## Task prompt
Every entry needs to be reproduced exactly.

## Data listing
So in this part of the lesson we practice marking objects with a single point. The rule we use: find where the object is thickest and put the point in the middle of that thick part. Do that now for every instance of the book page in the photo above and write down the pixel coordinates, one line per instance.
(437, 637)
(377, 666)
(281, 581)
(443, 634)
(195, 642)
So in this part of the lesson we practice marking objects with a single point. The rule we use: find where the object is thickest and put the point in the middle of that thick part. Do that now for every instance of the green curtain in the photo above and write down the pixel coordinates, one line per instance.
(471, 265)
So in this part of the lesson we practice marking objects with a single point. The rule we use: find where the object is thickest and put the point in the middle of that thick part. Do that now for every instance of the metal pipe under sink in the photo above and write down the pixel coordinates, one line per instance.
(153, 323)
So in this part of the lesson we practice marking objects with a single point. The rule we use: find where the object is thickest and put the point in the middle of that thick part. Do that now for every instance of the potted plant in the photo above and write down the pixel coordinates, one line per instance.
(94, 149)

## Solution for this exercise
So in this part of the lesson we practice marking objects with a single point. The rule we use: find where the object is thickest and put the point in the middle of that thick part. Do that now for every instance of the book page in the photo above and write down the pixel coordinates, one line per instance.
(437, 637)
(377, 666)
(281, 581)
(443, 634)
(195, 642)
So in this part of the lesson we practice marking objects with a single point. The rule we use: find where the object is thickest and put the point in the middle of that thick part. Do that now for every instance of the green curtain in the photo above and write down the pixel coordinates, one line per instance.
(471, 265)
So in this part of the lesson we practice marking objects with a single point. The rule we use: find where the object is thickest and put the point in the middle of that thick part. Do that now for every instance of the metal pipe under sink in the photo above and write down the pixel coordinates, one line per instance.
(153, 323)
So in this part of the lesson we practice marking objects with a single point. The rule we use: find where the object is thickest and put the point in the middle of that thick part. Do that now for every instance of the potted plant in the photo above and write down the pixel coordinates, one line per instance.
(94, 149)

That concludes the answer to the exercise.